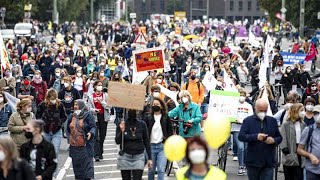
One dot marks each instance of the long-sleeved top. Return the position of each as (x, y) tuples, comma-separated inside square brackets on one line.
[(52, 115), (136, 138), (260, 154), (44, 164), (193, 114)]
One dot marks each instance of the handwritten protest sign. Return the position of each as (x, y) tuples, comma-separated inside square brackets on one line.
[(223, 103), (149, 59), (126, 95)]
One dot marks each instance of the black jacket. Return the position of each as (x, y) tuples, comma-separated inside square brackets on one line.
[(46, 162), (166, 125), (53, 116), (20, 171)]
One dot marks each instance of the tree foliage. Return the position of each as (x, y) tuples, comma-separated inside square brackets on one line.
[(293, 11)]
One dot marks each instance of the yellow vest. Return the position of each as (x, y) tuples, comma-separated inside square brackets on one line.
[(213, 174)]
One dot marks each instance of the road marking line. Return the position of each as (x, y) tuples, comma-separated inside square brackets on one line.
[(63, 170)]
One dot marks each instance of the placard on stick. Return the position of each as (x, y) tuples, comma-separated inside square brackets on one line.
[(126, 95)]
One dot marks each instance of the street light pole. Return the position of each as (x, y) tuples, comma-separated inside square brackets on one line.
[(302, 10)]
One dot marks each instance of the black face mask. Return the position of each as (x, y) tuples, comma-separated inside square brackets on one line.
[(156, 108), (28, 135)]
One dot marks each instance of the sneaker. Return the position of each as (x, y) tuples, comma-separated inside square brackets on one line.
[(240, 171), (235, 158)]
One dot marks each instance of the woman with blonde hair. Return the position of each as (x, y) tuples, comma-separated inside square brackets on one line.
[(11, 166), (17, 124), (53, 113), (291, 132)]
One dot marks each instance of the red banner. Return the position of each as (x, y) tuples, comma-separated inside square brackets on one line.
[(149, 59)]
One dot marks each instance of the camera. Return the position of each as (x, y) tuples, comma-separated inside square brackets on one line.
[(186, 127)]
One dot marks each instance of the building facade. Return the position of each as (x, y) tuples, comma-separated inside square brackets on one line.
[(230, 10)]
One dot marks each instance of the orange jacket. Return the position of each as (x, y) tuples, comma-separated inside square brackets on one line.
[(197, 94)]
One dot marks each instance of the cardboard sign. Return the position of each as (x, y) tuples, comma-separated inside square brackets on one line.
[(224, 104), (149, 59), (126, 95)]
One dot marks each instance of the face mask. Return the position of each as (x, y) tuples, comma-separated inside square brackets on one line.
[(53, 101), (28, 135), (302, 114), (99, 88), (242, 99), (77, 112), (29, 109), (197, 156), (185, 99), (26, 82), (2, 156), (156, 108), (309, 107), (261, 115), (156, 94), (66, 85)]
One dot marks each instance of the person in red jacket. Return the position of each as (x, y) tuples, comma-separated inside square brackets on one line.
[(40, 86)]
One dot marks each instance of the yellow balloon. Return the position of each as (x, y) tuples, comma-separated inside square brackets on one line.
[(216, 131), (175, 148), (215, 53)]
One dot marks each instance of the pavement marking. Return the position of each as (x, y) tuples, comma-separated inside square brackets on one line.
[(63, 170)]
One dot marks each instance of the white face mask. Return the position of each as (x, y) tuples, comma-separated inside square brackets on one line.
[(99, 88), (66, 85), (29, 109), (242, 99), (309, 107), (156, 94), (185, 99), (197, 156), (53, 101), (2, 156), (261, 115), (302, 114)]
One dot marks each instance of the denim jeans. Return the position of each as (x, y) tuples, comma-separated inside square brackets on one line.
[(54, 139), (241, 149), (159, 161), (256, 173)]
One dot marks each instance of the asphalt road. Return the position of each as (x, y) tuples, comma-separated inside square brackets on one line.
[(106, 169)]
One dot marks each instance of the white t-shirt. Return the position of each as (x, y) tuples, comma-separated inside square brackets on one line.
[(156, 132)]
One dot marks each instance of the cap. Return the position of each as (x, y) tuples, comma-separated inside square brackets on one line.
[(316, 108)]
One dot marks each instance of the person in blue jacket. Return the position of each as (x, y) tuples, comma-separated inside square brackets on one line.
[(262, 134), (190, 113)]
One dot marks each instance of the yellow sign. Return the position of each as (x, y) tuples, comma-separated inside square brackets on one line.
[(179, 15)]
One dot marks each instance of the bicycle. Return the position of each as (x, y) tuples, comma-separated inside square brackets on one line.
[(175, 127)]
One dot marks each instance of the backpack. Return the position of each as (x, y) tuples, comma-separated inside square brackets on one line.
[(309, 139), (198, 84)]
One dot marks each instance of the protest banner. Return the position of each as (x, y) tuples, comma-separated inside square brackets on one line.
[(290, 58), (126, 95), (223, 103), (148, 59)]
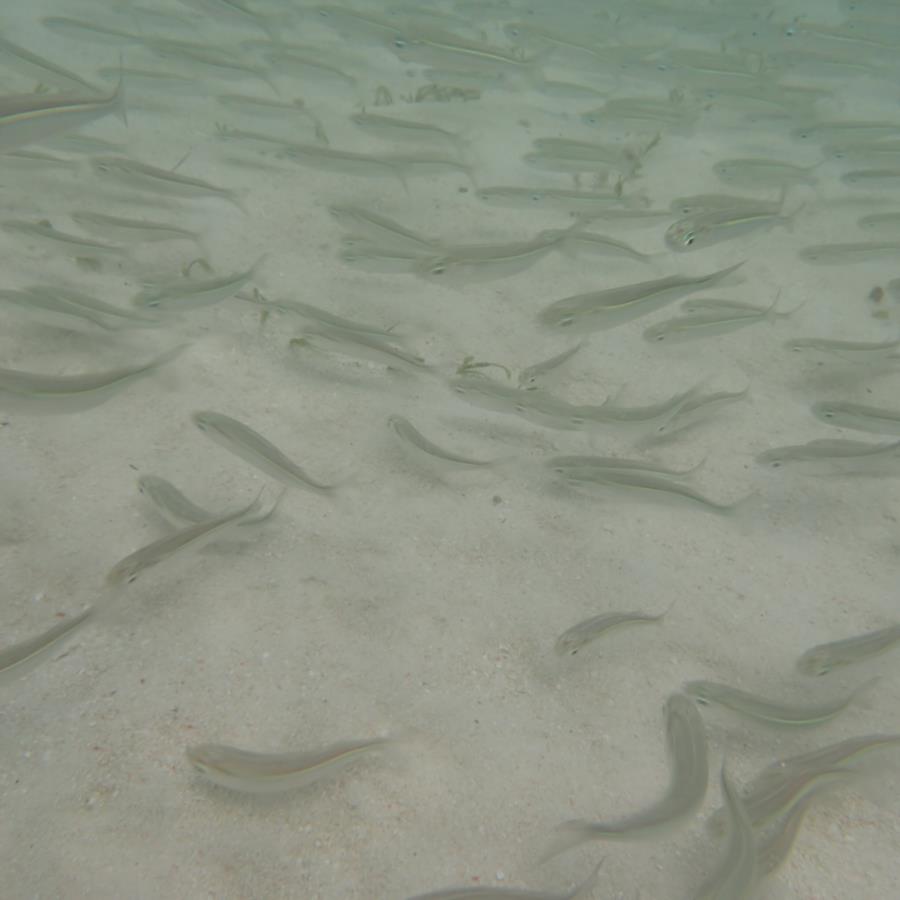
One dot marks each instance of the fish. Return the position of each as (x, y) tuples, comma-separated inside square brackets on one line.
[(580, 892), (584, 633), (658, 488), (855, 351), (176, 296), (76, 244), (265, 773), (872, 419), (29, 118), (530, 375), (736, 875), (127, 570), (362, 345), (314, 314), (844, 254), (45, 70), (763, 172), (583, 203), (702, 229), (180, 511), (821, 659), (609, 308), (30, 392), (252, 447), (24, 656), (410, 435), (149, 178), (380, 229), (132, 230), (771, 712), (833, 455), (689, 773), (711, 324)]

----

Description of the task.
Write out the material above exactly, and omit the pictures it holds.

Solution for this task.
One dot marks each instance of the long-sleeved top. Return the position of each as (x, y) tuples, comma-separated inside square brackets on one line.
[(52, 115), (136, 138), (260, 154), (44, 164), (193, 114)]
One dot marks each instance of the handwritten protest sign. Return the position of each as (x, y) tuples, comma-separated inside square brackets on one line.
[(223, 103), (149, 59), (126, 95)]
One dot marks each instance of the black jacket. Return the position of each as (x, y) tuples, comma-separated inside square brackets on one line.
[(46, 162), (166, 125), (53, 116), (20, 171)]
One dot marks each instance of the tree foliage. Return the position of each as (x, y) tuples, comma-separated inside square brackets on one line.
[(293, 11)]
One dot marks each instance of the yellow vest. Return the position of each as (x, y) tuples, comma-separated inside square brackets on one line.
[(213, 174)]
One dot marks each instance of the road marking line. Return the position of each as (x, y) tuples, comma-separated inside square brackets on one line.
[(63, 170)]
One dot marks each instance of the placard on stick. Return the position of each as (x, y) tuples, comma-separated inside square brackets on one line.
[(126, 95)]
One dot marks each instance of the street light pole. Return the position of each as (x, y) tuples, comma-separated inside square brackets on one line.
[(302, 10)]
One dot marks each instance of the black face mask. Return the position of each as (x, y) tuples, comma-separated inside square brackets on one line.
[(156, 108), (28, 135)]
One dot marks each instance of the sneaker. Return the position of each as (x, y) tuples, comma-separated inside square brackets on one line.
[(240, 171), (235, 158)]
One dot marks each instance of the woman with blonde hair. Return the position of each as (x, y) tuples, comma-separated inside square brackets on one line.
[(11, 166), (17, 124), (53, 113), (291, 132)]
One dot marks each instance of the red banner. Return the position of each as (x, y) tuples, comma-separated inside square brackets on one line.
[(149, 59)]
One dot marks each instance of the camera. Return the position of each as (x, y) tuples, comma-separated inside square brackets on one line.
[(186, 127)]
One dot marks each instance of the building facade. Return the position of each as (x, y) tuples, comma-separated inside square brackets on one line.
[(230, 10)]
One dot marks each instance of the orange jacket. Return the position of each as (x, y) tuples, comma-separated inside square brackets on one line.
[(197, 94)]
One dot marks each instance of the cardboard sign. Return the position of each as (x, y) tuples, comma-separated inside square brackets on one line.
[(224, 104), (149, 59), (126, 95)]
One dot marks each instance of the face mask. Return the position of each as (x, y) tuples, comma-separated inside square brackets on one line.
[(53, 101), (28, 135), (302, 114), (99, 88), (242, 99), (77, 112), (29, 109), (197, 156), (185, 99), (26, 82), (2, 156), (156, 108), (309, 107), (261, 115), (156, 94), (66, 85)]
One dot marks each instance of the person in red jacket. Return the position of each as (x, y) tuples, comma-separated inside square brackets on one line.
[(40, 86)]
One dot marks each instance of the yellow balloon. Return the position of each as (x, y) tuples, comma-separated inside square brackets on one line.
[(216, 131), (175, 148), (215, 53)]
One dot marks each instance of the pavement marking. Return the position of each as (x, y) tuples, comma-separated inside square brackets on one line.
[(63, 170)]
One dot marks each instance of the white face mask. Return the position of each as (x, y) tuples, comma-separated inside square brackets on one line.
[(99, 88), (66, 85), (29, 109), (242, 99), (309, 107), (156, 94), (185, 99), (197, 156), (53, 101), (2, 156), (261, 115), (302, 114)]
One dot marks each instance of the denim jeans. Return the position of each as (x, y) tuples, comma-separated inside square brackets on one line.
[(54, 139), (241, 149), (159, 161), (256, 173)]
One dot marks each instance of the asphalt road. Return the position of each as (x, y) tuples, comma-separated inside square brackets on one line.
[(106, 169)]
One dot marks each instance of the white t-shirt. Return the position of each as (x, y) tuples, comma-separated inside square brackets on one line.
[(156, 132)]
One dot marks each instance of the cap. Return the position of each as (x, y) tuples, comma-separated inside square brackets on one line.
[(316, 108)]
One dot marks each instance of the person in blue jacket. Return the position of each as (x, y) tuples, comma-separated inside square brackets on one line.
[(262, 134), (190, 113)]
One dot marks each instance of the yellow sign. Return the position of each as (x, y) tuples, comma-separated inside square brackets on one line.
[(179, 15)]
One dot marks each instance of the bicycle. Return the position of each as (x, y) tuples, comma-separated inside square brackets on one line.
[(175, 127)]
One dot marks each instance of the backpack. Return the position of each as (x, y) tuples, comma-separated inside square brackets on one line.
[(309, 139), (198, 84)]
One dot marks each instance of the protest banner. Return the position of each as (x, y) tuples, comma-separated inside square brackets on one line.
[(290, 58), (126, 95), (223, 103), (148, 59)]
One dot marks each instance of the fish. Return the position of each as (x, y) tuples, comma-separated inside square brackets on one line.
[(580, 892), (584, 633), (658, 488), (855, 351), (176, 296), (76, 244), (265, 773), (872, 419), (29, 118), (530, 375), (736, 875), (127, 570), (362, 345), (314, 314), (844, 254), (45, 70), (763, 172), (583, 203), (702, 229), (180, 511), (821, 659), (609, 308), (30, 392), (252, 447), (24, 656), (410, 435), (149, 178), (380, 229), (132, 230), (771, 712), (833, 455), (689, 773), (711, 324)]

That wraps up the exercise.